WORK TO DO:
Please show every line below that contains the word "bottle". Case matters.

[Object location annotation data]
• • •
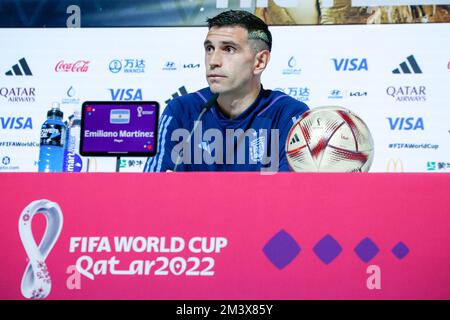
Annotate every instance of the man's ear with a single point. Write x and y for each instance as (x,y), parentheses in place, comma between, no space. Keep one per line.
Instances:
(261,60)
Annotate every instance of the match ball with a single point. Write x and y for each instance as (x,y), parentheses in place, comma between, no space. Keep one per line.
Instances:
(329,139)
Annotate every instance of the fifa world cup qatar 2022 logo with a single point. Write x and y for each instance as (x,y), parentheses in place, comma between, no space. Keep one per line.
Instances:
(36,282)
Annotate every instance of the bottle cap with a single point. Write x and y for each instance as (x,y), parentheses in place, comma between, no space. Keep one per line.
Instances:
(55,110)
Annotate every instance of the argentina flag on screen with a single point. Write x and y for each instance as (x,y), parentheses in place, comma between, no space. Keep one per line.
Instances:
(119,116)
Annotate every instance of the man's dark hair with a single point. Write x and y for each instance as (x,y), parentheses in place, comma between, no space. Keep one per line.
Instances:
(257,29)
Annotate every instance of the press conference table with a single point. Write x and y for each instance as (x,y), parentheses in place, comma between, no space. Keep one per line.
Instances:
(229,236)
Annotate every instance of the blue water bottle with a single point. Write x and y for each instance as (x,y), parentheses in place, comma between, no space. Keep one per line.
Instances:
(73,161)
(53,137)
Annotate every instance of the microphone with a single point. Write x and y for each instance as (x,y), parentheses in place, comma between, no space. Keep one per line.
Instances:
(205,108)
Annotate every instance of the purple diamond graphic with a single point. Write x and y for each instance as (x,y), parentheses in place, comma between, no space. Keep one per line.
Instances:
(327,249)
(281,249)
(366,250)
(400,250)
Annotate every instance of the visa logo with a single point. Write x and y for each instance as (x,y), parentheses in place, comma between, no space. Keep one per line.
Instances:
(126,94)
(406,123)
(353,64)
(16,123)
(119,116)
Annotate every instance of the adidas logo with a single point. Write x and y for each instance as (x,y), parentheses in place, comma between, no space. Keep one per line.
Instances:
(405,68)
(294,139)
(182,91)
(20,69)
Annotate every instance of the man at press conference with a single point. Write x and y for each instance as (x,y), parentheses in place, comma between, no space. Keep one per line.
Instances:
(234,124)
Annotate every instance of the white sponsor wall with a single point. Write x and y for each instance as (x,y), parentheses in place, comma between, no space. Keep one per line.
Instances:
(349,66)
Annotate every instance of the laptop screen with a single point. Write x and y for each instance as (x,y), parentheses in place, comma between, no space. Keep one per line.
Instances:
(119,128)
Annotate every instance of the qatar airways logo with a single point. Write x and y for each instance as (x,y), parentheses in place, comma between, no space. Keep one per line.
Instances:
(77,66)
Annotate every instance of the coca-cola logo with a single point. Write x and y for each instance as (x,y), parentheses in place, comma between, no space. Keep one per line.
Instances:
(78,66)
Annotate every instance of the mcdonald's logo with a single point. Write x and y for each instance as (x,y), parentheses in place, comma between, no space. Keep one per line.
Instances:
(395,165)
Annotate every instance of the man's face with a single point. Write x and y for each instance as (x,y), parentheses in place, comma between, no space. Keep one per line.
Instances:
(229,59)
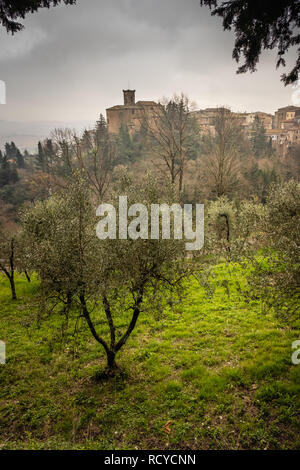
• • •
COMPLETE RESPONSE:
Annotate every instance of the bottle cap with a single point. Write x and y for each instance as (x,y), parentheses in place, comma between, no space. Keep one per line.
Annotate every instance of the blue water bottle with a single point. Write x and y for each instance as (x,y), parentheses in place, comma between, no space. Keep one per line.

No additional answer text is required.